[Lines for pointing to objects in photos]
[Start]

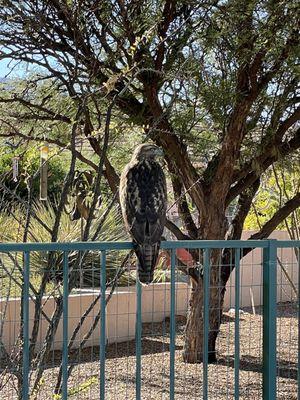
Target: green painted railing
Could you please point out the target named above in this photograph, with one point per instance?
(269, 249)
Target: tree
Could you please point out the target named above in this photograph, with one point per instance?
(187, 74)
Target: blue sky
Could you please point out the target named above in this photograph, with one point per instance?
(4, 69)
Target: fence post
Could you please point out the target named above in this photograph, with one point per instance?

[End]

* [Task requirements]: Copy out every line above word for word, leaving out the pictures.

* [Answer to this task]:
Target: green painted railing
Could you please point out the target named above in this photograph, with one point per instance?
(269, 249)
Target: tree
Could you please point out the target named above in this photograph, with one point per instance?
(187, 74)
Target: blue sky
Could you please point out the target named above in this photograph, with one point per instance?
(4, 69)
Target: fence post
Could you please point out the target named above in this photograph, with one point per instance?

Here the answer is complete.